Retype the entire listing, keeping every word as it is.

- Input records -
= = =
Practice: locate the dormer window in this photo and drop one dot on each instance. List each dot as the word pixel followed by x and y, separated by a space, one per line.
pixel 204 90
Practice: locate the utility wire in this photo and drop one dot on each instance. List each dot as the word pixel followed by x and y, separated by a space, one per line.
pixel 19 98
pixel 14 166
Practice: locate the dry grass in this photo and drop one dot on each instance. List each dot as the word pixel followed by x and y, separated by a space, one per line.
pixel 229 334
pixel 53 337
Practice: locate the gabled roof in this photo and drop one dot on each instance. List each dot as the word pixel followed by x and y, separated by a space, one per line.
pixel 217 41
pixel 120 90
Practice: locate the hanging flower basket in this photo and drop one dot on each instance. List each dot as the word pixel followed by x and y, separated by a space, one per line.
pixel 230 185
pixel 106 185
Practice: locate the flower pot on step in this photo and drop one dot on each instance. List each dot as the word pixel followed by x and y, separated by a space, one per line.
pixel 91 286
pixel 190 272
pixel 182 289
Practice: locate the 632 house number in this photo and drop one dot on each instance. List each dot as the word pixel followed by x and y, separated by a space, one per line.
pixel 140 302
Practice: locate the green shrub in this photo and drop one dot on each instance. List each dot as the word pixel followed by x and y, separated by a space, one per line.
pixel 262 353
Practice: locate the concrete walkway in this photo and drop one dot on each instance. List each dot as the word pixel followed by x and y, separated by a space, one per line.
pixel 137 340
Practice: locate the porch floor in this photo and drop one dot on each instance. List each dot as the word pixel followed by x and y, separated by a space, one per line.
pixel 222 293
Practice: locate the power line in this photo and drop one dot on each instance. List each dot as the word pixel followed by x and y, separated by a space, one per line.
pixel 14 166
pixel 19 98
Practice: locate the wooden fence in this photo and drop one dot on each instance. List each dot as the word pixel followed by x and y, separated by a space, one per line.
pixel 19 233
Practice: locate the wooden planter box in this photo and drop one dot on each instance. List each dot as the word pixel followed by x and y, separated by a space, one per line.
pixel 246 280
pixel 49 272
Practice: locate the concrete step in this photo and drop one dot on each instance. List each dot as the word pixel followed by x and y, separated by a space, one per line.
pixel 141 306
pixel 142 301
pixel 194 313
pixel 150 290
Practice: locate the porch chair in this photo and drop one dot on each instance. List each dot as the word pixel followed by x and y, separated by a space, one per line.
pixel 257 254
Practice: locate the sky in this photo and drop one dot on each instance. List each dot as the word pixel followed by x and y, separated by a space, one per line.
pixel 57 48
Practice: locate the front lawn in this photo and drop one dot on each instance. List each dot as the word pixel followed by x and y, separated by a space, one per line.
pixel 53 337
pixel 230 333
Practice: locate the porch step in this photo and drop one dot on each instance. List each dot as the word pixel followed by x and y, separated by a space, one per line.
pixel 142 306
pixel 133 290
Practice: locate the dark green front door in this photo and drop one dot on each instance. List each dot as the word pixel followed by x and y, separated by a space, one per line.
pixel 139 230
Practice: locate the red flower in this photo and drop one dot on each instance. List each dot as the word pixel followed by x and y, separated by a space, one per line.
= = =
- Written answer -
Practice: locate the dormer window in this photo and drop one dot on each instance. List each dot as the word pixel followed by x and y, separated by a space, one per line.
pixel 204 90
Practice: locate the utility wire in this photo and drop one dot on each instance. List each dot as the word pixel followed by x and y, separated by a space, one per line.
pixel 19 98
pixel 14 166
Practice: locate the dry grass in this photo and drop one dot on each instance. List each dot as the word pixel followed by x and y, separated by a space, one per line.
pixel 229 334
pixel 53 337
Practice: locate the gabled roof in this photo and drop one dot on each instance. List each dot as the word pixel followed by x and y, separated by a space, one per line.
pixel 217 41
pixel 120 90
Practice: locate the hanging flower basket in this photo and drop one dot on each instance. List each dot as the word pixel followed by x and y, separated by a space, one per line.
pixel 230 185
pixel 106 185
Practice: locate the flower pot on step in this photo and drop one dot on each instance. List each dot as the word pixel followed by x and y, separated by a space, one per line.
pixel 91 286
pixel 190 272
pixel 182 289
Practice: locate the 632 house number in this photo and drop one dot on each instance. List each dot as the word pixel followed by x and y, separated by a space, one per line.
pixel 140 302
Practice: locate the green shrub in this photo and drop one dot on each instance. List each dot as the word pixel followed by x and y, separated by a space, one per line.
pixel 262 353
Practice: locate the concrete walkway in this photo and drop one dot on each instance. List each dot as the word pixel followed by x and y, separated by a space, one per line.
pixel 137 340
Practice: locate the porch floor in this photo and drop one dot on each instance. List each dot as the word pixel followed by x and y, separated by a space, one per line.
pixel 222 293
Practice: locate the power line in this photo and drop one dot on each instance. List each dot as the word pixel followed by x and y, separated by a space, one per line.
pixel 14 166
pixel 19 98
Practice: locate the wooden fence in this photo and drop one dot on each instance. List each dot as the word pixel followed by x and y, separated by a space, one per line.
pixel 19 233
Practice: locate the wooden planter box in this photo and drop one dot on each instance. List each dot as the word pixel followed by x and y, separated by a space, one per line.
pixel 246 280
pixel 49 272
Practice: locate the concrete step in this photo and drop one dot on each instance. List each dot as the word pixel followed by x and y, separated by a space, one per line.
pixel 141 306
pixel 142 301
pixel 194 313
pixel 150 290
Practice: locate the porch chair in this photo and drop one dot on each instance. List each dot as the word pixel followed by x and y, separated by a space, one per line.
pixel 257 254
Practice: locate the sky in this photo and drop one dot on each instance. List each dot as the word pixel followed by x and y, separated by a space, one per line.
pixel 57 48
Practice: locate the front lawn in this photo and drop one dot on each instance. List each dot as the word pixel followed by x and y, separated by a space, one per line.
pixel 53 337
pixel 230 333
Practice: locate the porch step in this photo and drop one dot on each instance. List each dot as the word pixel followed by x and y, separated by a space, one per line.
pixel 142 306
pixel 133 290
Practice: locate the dark green front door in this photo and drop one dot on each instance. List each dot as the word pixel followed by x and y, separated by a space, one per line.
pixel 139 230
Practice: locate the red flower in this photo and drop one dot on each instance. List each dot as the word pixel followed by x and y, separated by a space, one per line.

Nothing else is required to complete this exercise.